Written instruction: According to the post about the word "channel," what is the point of channel-neutral, channel-agnostic, and multi-channel approaches?

Text provided:
- - -

Archive for the 'advertising' Category

Um . . .

Ditch the word channel, it’ll *&$# you up

In marketing, advertising, and many communications professions, we talk about channel-neutrality, channel-agnosticism, and multi-channel approaches to work. The point of these approaches is to be less TV-centric, or more idea focused. But recently, I’m convinced that the equation of the internet/interactive with TV/radio/print as a channel is a fundamental mistake.

A good place to start, and a recent one, comes from Steven Johnson’s TIME cover piece on Twitter. It captures a fundamental dynamic about internet/interactive that separates it from other channels:

Yes, the breakfast-status updates turned out to be more interesting than we thought. But the key development with Twitter is how we’ve jury-rigged the system to do things that its creators never dreamed of.

In short, the most fascinating thing about Twitter is not what it’s doing to us. It’s what we’re doing to it.

(Italics added)

- - -

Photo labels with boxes
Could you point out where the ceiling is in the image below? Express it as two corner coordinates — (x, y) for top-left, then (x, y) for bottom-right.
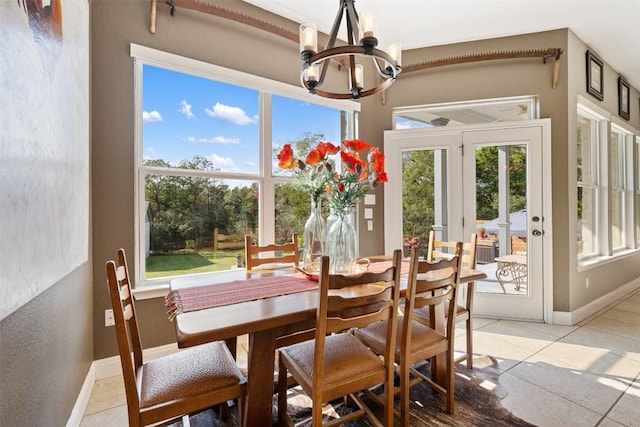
(245, 0), (640, 89)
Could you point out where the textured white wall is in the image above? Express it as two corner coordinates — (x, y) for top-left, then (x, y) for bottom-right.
(0, 0), (89, 320)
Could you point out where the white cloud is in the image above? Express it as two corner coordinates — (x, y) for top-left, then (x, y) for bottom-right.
(187, 136), (240, 145)
(178, 99), (195, 119)
(142, 110), (163, 123)
(204, 102), (258, 126)
(207, 154), (236, 171)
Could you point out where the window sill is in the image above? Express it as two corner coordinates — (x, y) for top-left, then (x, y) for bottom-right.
(133, 283), (170, 300)
(578, 249), (640, 272)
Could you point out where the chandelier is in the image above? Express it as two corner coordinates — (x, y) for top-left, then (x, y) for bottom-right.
(300, 0), (402, 99)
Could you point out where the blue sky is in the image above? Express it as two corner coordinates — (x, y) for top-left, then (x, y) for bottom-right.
(143, 65), (340, 173)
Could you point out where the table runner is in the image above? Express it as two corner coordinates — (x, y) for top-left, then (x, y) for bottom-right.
(165, 261), (408, 320)
(165, 273), (318, 319)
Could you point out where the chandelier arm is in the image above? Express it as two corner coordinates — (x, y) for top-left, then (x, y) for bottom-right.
(349, 55), (360, 98)
(343, 0), (360, 45)
(326, 0), (344, 49)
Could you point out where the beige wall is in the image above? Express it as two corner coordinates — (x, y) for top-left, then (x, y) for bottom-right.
(91, 0), (640, 359)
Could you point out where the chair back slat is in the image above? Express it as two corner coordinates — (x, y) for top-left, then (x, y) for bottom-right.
(120, 285), (131, 301)
(123, 304), (133, 320)
(106, 261), (142, 414)
(116, 265), (127, 281)
(401, 242), (462, 354)
(244, 233), (300, 270)
(313, 250), (402, 389)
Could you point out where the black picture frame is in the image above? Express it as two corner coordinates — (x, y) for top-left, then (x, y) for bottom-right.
(587, 50), (604, 101)
(618, 76), (631, 120)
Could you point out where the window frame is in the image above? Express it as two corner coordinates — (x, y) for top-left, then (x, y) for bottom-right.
(574, 96), (640, 271)
(130, 43), (361, 290)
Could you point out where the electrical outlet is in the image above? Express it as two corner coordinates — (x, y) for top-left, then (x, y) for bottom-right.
(104, 308), (116, 328)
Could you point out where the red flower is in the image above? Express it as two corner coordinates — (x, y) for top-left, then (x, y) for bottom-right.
(367, 147), (386, 174)
(371, 172), (389, 187)
(317, 142), (340, 158)
(344, 139), (371, 153)
(305, 149), (324, 166)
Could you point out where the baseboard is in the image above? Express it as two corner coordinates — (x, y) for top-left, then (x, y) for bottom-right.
(66, 343), (179, 427)
(553, 278), (640, 326)
(67, 362), (96, 427)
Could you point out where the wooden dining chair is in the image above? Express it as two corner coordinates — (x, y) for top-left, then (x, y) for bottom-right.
(354, 243), (462, 426)
(278, 250), (402, 427)
(424, 231), (478, 369)
(244, 233), (300, 270)
(106, 249), (246, 427)
(242, 233), (315, 391)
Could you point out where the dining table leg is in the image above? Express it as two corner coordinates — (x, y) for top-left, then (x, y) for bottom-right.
(244, 329), (277, 427)
(429, 296), (447, 388)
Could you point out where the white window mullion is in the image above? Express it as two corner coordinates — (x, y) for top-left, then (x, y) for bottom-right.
(258, 92), (276, 244)
(597, 121), (613, 255)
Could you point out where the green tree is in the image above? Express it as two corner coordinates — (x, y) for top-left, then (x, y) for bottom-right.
(402, 150), (434, 251)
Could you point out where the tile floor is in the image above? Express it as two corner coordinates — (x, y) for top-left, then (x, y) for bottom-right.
(81, 291), (640, 427)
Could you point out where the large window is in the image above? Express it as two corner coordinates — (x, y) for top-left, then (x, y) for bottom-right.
(132, 45), (359, 284)
(576, 103), (640, 264)
(576, 112), (601, 257)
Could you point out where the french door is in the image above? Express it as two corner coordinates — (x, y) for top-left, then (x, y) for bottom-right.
(384, 119), (552, 321)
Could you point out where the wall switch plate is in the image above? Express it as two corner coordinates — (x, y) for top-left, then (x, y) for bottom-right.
(104, 308), (116, 328)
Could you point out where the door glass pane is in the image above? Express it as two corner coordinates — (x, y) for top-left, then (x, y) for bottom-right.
(402, 150), (447, 257)
(475, 144), (529, 295)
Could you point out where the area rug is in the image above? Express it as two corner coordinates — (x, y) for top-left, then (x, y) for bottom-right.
(174, 356), (532, 427)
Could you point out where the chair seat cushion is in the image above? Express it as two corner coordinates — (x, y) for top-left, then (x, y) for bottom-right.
(138, 341), (246, 408)
(280, 333), (385, 388)
(355, 315), (446, 360)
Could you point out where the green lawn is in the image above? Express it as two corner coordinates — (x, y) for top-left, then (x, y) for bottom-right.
(146, 250), (242, 279)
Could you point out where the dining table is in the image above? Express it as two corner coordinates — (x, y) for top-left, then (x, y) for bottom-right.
(166, 256), (486, 426)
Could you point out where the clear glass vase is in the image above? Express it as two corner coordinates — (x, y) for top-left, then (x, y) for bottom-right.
(327, 212), (358, 274)
(302, 197), (327, 273)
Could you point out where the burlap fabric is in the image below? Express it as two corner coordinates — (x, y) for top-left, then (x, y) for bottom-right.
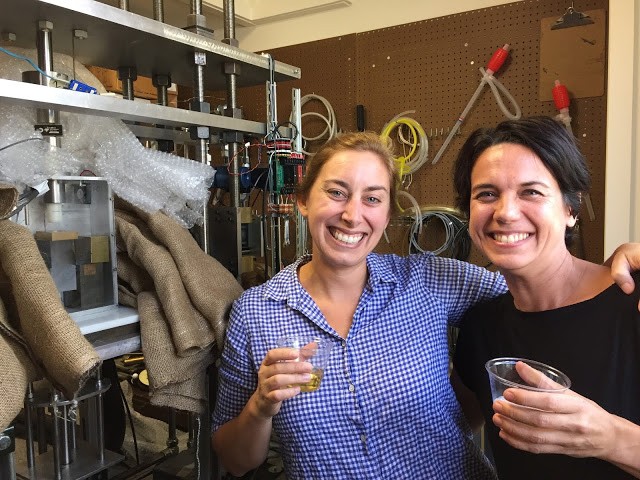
(0, 220), (101, 428)
(116, 211), (214, 356)
(0, 183), (18, 218)
(138, 292), (213, 413)
(116, 203), (242, 413)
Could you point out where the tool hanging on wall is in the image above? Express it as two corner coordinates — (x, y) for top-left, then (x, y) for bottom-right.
(551, 2), (593, 30)
(552, 80), (596, 222)
(431, 44), (521, 165)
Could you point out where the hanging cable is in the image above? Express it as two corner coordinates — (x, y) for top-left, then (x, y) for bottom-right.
(289, 93), (338, 156)
(409, 207), (471, 260)
(431, 44), (522, 165)
(380, 110), (429, 180)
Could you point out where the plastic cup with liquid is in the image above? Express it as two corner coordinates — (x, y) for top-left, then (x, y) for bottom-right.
(485, 357), (571, 401)
(277, 335), (333, 392)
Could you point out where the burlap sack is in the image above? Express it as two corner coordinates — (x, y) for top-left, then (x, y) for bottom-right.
(140, 208), (242, 348)
(138, 292), (213, 412)
(149, 374), (207, 413)
(117, 252), (155, 294)
(116, 211), (215, 356)
(0, 220), (101, 398)
(0, 183), (19, 218)
(0, 302), (39, 432)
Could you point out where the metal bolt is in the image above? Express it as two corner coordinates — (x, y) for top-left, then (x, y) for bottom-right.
(193, 52), (207, 65)
(2, 32), (18, 42)
(38, 20), (53, 30)
(73, 29), (89, 40)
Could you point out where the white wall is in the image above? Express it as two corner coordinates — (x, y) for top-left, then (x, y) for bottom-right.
(604, 0), (640, 256)
(230, 0), (513, 52)
(230, 0), (640, 257)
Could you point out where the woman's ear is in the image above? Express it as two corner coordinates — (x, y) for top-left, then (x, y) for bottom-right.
(296, 193), (308, 218)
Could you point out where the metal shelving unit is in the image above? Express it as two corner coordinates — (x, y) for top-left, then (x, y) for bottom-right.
(0, 0), (301, 480)
(0, 0), (300, 90)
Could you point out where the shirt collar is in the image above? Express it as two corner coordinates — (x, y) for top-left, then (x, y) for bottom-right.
(264, 253), (398, 304)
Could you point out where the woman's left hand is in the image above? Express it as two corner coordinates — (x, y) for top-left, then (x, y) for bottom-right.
(493, 388), (615, 459)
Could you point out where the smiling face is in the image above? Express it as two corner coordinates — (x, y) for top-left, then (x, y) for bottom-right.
(469, 143), (576, 274)
(298, 150), (391, 269)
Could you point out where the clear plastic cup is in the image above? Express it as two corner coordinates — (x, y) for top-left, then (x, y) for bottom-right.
(485, 357), (571, 401)
(277, 335), (333, 392)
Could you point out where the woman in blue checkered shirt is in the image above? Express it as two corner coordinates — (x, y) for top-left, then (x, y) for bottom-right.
(212, 133), (628, 480)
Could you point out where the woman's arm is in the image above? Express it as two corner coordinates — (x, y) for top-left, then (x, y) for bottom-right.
(211, 348), (312, 476)
(493, 364), (640, 478)
(449, 368), (484, 432)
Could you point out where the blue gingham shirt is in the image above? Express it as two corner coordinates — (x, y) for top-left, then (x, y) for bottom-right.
(212, 253), (506, 480)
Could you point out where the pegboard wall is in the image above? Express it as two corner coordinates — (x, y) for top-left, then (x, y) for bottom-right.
(231, 0), (608, 264)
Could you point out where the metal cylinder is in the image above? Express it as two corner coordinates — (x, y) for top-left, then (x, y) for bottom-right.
(57, 405), (74, 465)
(96, 376), (104, 463)
(24, 383), (35, 469)
(156, 85), (169, 106)
(191, 53), (209, 253)
(36, 20), (53, 85)
(122, 78), (133, 100)
(44, 179), (64, 203)
(36, 20), (60, 147)
(222, 0), (240, 207)
(191, 0), (202, 15)
(51, 390), (62, 480)
(153, 0), (164, 22)
(222, 0), (236, 38)
(167, 408), (178, 448)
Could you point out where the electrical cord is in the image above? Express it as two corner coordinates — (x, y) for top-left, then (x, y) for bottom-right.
(120, 382), (140, 465)
(0, 47), (69, 84)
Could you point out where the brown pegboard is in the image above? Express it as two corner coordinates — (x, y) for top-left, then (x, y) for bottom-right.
(238, 0), (608, 264)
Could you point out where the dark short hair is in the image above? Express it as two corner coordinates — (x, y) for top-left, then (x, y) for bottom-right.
(453, 116), (591, 245)
(296, 132), (397, 213)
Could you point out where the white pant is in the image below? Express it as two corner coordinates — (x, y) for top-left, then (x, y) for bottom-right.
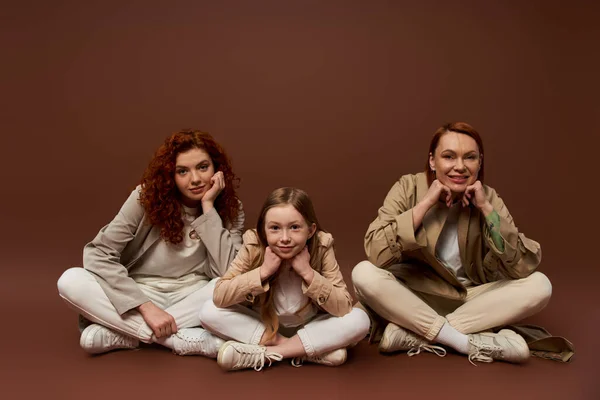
(58, 268), (216, 343)
(200, 300), (370, 357)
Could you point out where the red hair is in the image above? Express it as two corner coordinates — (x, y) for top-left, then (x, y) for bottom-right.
(140, 129), (239, 244)
(425, 122), (485, 186)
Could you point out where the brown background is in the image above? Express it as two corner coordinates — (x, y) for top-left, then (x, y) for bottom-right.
(0, 0), (600, 399)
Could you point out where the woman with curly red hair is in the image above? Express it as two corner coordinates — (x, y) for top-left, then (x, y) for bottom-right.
(58, 130), (244, 358)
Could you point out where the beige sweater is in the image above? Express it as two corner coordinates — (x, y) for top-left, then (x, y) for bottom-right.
(83, 186), (244, 314)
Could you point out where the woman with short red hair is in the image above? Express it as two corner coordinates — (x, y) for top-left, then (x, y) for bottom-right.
(352, 122), (552, 363)
(58, 130), (244, 358)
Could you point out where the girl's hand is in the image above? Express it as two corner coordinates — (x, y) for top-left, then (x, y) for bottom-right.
(462, 181), (494, 216)
(137, 301), (177, 338)
(202, 171), (225, 213)
(421, 179), (452, 210)
(290, 246), (314, 285)
(260, 246), (281, 281)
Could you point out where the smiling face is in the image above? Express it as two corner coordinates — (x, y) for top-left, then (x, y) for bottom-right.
(429, 132), (482, 194)
(265, 204), (316, 260)
(175, 148), (215, 207)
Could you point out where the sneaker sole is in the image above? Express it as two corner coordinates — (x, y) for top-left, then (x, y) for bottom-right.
(79, 324), (104, 354)
(217, 340), (237, 371)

- - -

Expected answer: The point of these approaches is to be less TV-centric, or more idea focused.